*** ENTRIES SHOWN ***

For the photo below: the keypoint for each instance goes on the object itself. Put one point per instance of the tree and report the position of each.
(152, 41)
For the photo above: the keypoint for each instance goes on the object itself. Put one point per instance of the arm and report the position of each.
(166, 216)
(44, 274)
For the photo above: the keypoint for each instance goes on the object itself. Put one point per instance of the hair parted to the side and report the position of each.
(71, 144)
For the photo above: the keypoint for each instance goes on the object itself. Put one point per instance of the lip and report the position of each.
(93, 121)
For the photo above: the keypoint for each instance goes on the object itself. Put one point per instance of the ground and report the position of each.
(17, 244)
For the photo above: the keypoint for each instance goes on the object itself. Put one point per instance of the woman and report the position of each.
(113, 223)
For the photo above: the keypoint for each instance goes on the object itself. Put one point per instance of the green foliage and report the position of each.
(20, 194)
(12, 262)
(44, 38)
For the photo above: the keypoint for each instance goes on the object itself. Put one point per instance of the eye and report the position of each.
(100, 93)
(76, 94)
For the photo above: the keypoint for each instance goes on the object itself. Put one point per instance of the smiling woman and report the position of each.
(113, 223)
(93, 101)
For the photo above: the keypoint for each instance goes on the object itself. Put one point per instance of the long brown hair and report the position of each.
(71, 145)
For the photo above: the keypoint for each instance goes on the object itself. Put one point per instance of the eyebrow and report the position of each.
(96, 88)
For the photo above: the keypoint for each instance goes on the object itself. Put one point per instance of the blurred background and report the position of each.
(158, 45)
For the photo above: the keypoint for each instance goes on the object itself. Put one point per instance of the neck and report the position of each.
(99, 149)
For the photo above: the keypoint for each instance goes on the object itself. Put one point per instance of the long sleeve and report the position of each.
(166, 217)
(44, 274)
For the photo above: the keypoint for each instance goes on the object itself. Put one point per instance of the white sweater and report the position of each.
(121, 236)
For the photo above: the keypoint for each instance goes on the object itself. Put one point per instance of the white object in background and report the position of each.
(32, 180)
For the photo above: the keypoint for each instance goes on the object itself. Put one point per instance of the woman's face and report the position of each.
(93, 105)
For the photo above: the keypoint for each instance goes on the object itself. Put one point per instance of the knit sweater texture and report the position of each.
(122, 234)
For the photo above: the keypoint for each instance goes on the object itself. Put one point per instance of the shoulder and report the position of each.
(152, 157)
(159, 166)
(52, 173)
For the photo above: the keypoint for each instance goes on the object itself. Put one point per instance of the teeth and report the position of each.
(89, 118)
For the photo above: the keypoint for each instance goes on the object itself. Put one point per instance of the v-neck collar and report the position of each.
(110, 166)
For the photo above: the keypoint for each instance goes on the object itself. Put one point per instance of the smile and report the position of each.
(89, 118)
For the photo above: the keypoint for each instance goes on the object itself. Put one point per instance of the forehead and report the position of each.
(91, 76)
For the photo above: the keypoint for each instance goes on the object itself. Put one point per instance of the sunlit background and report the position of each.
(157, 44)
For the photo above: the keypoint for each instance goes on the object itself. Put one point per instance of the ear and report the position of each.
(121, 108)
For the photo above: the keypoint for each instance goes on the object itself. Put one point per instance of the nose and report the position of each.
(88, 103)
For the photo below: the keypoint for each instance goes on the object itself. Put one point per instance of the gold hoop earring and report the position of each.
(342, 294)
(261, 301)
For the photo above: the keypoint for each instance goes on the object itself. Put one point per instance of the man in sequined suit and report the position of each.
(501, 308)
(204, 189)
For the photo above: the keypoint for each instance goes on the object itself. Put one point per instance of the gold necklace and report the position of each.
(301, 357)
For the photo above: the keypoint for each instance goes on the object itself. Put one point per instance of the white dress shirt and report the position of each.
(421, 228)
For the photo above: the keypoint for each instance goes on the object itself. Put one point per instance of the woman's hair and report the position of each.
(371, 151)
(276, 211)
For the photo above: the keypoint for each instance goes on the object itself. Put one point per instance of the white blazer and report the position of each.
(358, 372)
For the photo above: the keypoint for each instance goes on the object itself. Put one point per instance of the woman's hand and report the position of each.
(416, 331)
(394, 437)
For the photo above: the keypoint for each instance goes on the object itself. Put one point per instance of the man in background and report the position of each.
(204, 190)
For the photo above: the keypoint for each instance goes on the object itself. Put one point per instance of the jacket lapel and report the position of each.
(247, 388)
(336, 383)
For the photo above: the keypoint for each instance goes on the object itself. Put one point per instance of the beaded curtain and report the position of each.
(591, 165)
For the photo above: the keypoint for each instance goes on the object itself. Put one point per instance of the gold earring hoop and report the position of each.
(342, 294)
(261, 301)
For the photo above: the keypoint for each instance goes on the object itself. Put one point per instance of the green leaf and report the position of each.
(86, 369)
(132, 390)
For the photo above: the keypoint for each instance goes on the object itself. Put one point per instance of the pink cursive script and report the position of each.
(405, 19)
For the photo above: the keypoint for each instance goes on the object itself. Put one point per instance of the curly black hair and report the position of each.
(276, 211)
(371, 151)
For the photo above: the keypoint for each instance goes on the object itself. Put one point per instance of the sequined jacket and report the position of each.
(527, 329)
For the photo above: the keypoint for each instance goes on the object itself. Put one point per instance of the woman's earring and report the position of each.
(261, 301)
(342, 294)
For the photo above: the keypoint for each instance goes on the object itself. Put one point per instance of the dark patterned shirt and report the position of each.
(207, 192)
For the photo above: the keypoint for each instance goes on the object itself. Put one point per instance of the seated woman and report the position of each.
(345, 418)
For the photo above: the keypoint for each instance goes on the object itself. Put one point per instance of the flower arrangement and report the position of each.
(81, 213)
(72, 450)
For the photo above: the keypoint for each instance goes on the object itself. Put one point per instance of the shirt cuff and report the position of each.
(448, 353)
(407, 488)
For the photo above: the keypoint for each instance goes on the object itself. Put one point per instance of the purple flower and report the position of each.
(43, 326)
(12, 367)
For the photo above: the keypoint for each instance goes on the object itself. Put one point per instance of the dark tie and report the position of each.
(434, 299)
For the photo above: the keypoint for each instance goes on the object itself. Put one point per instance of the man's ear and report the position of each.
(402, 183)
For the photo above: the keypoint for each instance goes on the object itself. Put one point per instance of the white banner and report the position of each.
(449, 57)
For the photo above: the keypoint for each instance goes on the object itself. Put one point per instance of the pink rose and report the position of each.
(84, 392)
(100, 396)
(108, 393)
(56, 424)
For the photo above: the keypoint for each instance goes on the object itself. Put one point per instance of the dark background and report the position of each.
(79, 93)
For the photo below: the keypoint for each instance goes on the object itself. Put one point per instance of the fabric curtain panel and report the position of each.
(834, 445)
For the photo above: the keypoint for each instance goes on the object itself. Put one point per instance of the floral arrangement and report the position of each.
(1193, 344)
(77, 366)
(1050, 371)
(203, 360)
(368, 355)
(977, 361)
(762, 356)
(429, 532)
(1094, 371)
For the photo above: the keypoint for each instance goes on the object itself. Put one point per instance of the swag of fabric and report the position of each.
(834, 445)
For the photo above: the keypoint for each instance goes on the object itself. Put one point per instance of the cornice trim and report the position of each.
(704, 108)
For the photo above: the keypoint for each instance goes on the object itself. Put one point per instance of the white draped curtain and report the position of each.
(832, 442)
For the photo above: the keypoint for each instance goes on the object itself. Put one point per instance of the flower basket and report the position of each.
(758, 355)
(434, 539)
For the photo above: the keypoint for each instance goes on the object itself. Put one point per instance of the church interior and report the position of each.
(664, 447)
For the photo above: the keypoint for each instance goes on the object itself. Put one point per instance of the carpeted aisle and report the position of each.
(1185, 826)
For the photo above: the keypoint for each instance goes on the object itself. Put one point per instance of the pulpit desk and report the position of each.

***

--- WORK TO COMPLETE ---
Reproduce all of the items above word for word.

--- WRITTEN RESPONSE ---
For the photo below: the keypoint for each instance goes on the object itself. Put one point per instance of the tree and report the position of each.
(152, 41)
For the photo above: the keypoint for each instance goes on the object itself. Put one point per instance of the arm and report the position of each.
(166, 216)
(44, 274)
For the photo above: the keypoint for each instance goes on the object itself. Put one point per instance of the hair parted to the side and report the position of each.
(71, 144)
For the photo above: the keypoint for each instance goes on the object itself. Put one point per instance of the lip and report the position of each.
(93, 121)
For the photo above: the keypoint for each instance goes on the object itself. Put one point per instance of the ground and report the position of each.
(17, 244)
For the photo above: the keypoint for each instance goes on the object itself. Put one point per instance of the woman and report the position of each.
(113, 223)
For the photo above: the keypoint for each instance goes on the object itself. Put one point per instance of the green foliage and report the position of each.
(20, 194)
(12, 262)
(44, 38)
For the photo above: the keypoint for each instance goes on the object itself. Put one point per instance of the eye and report the position of each.
(100, 93)
(76, 94)
For the photo above: the keypoint for each instance goes on the object itself. Put one point per instance of the smiling woman and report the position of each.
(113, 223)
(93, 101)
For the photo above: the keypoint for each instance goes on the object itself. Put one point per instance of the long brown hair and report the position of each.
(71, 145)
For the photo above: the keypoint for each instance goes on the object itself. Put one point per instance of the eyebrow and report the position of each.
(96, 88)
For the photo above: the keypoint for each instance goes on the object itself. Put one point per instance of the blurred background and report the position of each.
(158, 45)
For the photo above: the keypoint for each instance goes on the object itself. Put one point per instance of the neck and report the position of each.
(99, 149)
For the photo above: the keypoint for each instance goes on the object itself. Put one point per instance of the long sleeve and report the position of each.
(166, 217)
(44, 274)
For the photo above: the keypoint for each instance goes on the object itself. Put one point per instance of the white sweater and report the position of each.
(121, 236)
For the photo above: the keypoint for each instance goes on the object itself. Put one point per instance of the white object in background and report the position of each.
(32, 180)
For the photo above: the keypoint for each instance goes on the object itself. Put one point per instance of the woman's face and report the position of each.
(93, 105)
For the photo above: the keypoint for each instance goes on the object itself. Put one point per instance of the knit sweater texture and report the position of each.
(122, 234)
For the photo above: the keypoint for each instance goes on the object itself. Put one point per instance of the shoulder and report the position of each.
(152, 157)
(159, 166)
(52, 173)
For the photo above: the keypoint for each instance goes on the object itself. Put one point per instance of the teeth and report the position of each.
(89, 118)
For the photo above: the keypoint for each instance goes on the object itself. Put one point per instance of the v-neck collar and report the position of each.
(110, 166)
For the photo above: the keypoint for each instance goes on the object itself. Put one point per instance of the smile and report the position of each.
(89, 118)
For the photo above: the keypoint for each instance goes on the object itself. Put one point per instance of the forehead and report the position of each.
(91, 76)
For the photo above: the keypoint for each instance goes on the object itself. Put one point per instance of the sunlit background and report the position of each.
(157, 44)
For the photo above: the keypoint for each instance goes on the object itself. Put one point per instance of the ear and report the position of each.
(121, 108)
For the photo above: the keypoint for each instance goes on the object itself. Put one point per instance of the nose and report the position of each.
(88, 103)
For the photo below: the keypoint for each instance goes on the object itself. Put one point per instance of the gold hoop earring and report the position of each.
(342, 294)
(261, 301)
For the photo above: the keypoint for each instance goes on the object itself. Put one point per instance of the man in sequined suit and report the position of each.
(501, 308)
(204, 189)
For the photo above: the keypoint for each instance goes on the object itself. Put one point per instance of the gold necklace and report the position of each.
(301, 357)
For the photo above: the keypoint for each instance goes on the object itself. Put one point per instance of the white dress shirt and report the position of each.
(421, 228)
For the photo above: the keypoint for each instance goes on the object itself. Put one point per instance of the woman's hair and report the position of each.
(371, 151)
(276, 211)
For the photo above: the keypoint for each instance goes on the object itself. Put one point per instance of the white blazer and report the position of each.
(358, 372)
For the photo above: the keypoint for each instance goes on the object itself. Put one point per instance of the woman's hand and report the position of each.
(416, 331)
(394, 437)
For the photo above: the keypoint for each instance goes on the object itself. Put one point per instance of the man in background and report the position of each.
(204, 190)
For the photo above: the keypoint for each instance goes on the object itself. Put one point per instance of the jacket lapel and report the position of each.
(247, 388)
(336, 383)
For the photo above: the keypoint for each instance goes on the object itself. Put one point per instance of the beaded curtain and report the position of each.
(591, 165)
For the photo above: the keypoint for each instance goes on the object itself. Put one point per instance of the gold earring hoop and report the position of each.
(342, 294)
(261, 301)
For the photo above: the keypoint for each instance goes on the object itself. Put one point per instance of the green leaf and report the position of each.
(86, 369)
(132, 390)
For the photo above: the keypoint for each instance goes on the object itself. Put one point per instance of the pink cursive script and report the position of each.
(405, 19)
For the photo above: the keypoint for each instance goes on the object itself. Put one point per instance of the curly black hair and report the position of each.
(276, 211)
(371, 151)
For the photo above: the keypoint for each instance goes on the object itself. Put one point per instance of the sequined jacket and report the position of each.
(527, 329)
For the photo above: the keypoint for each instance goes on the object itself. Put one point per instance of the woman's earring and report the position of each.
(261, 301)
(342, 294)
For the photo above: the keypoint for each instance goes on the object itself. Put one point per instance of the dark patterned shirt and report the position of each.
(207, 192)
For the photo above: the keypoint for each instance goes on the object itself. Put one point per instance of the seated woman and report the position of each.
(345, 418)
For the photo above: the keypoint for each instance goes on the object itself. Put one point per instance of the flower arrangement and report the position of each.
(81, 213)
(72, 450)
For the photo above: the keypoint for each instance goes on the object itself. Put one point per instance of the shirt cuff and report the position of each.
(448, 353)
(407, 488)
For the photo above: the keypoint for each instance goes on the object itself. Put one point per instance of the purple flower and report the position of each.
(43, 326)
(12, 367)
For the photo above: the keypoint for each instance goes on the object itself. Put one point per instance of the dark tie and report the position of each.
(434, 299)
For the photo above: the keypoint for each instance goes on the object itself. Put one point per instance of the man's ear and report the position of each.
(402, 183)
For the photo above: the keypoint for each instance goes on the object itself. Put one point per instance of the white banner and report the position of each.
(449, 57)
For the photo above: the keypoint for each instance goes on the object itself. Put one point per instance of the pink rose and report the position of each.
(84, 392)
(100, 396)
(108, 393)
(56, 424)
For the photo above: the keypoint for each instance goes on the object itself. Put one point per instance of the dark background and report the position of each.
(79, 93)
For the photo below: the keypoint for each instance goes on the object itself. Put one point per instance of the fabric curtain panel and report the position of each.
(834, 445)
For the photo above: the keypoint for each instance goes on the object itself. Put one point per instance of the floral arrangement and report the position of each.
(1193, 344)
(77, 366)
(1050, 371)
(203, 360)
(368, 355)
(977, 361)
(762, 356)
(429, 532)
(1094, 371)
For the photo above: the keypoint for each instance goes on the object itself. Put one point per instance of the swag of fabric and report the position of each.
(834, 445)
For the photo above: the keypoint for each instance goes on the object itself. Put one point per instance of the cornice trim and report the position of each.
(704, 108)
For the photo above: the keypoint for each instance goes on the object itself. Put one point per instance of the white draped curtain and report the position of each.
(832, 442)
For the photo above: the keypoint for each instance goes on the object itself. Put one point per instance of the flower basket and report the position of each.
(758, 355)
(434, 539)
For the photo above: the keypoint for each instance goes on the object itself. Put one point per instance of the church interior and report the position of each.
(664, 447)
For the photo above: the keypoint for each instance goes on the object itself. Put one point per instance of the carpeted aisle and report the position of each.
(1185, 826)
For the photo above: the keypoint for each instance goes on the object itself. Put one point per instance of the pulpit desk and report the position of each.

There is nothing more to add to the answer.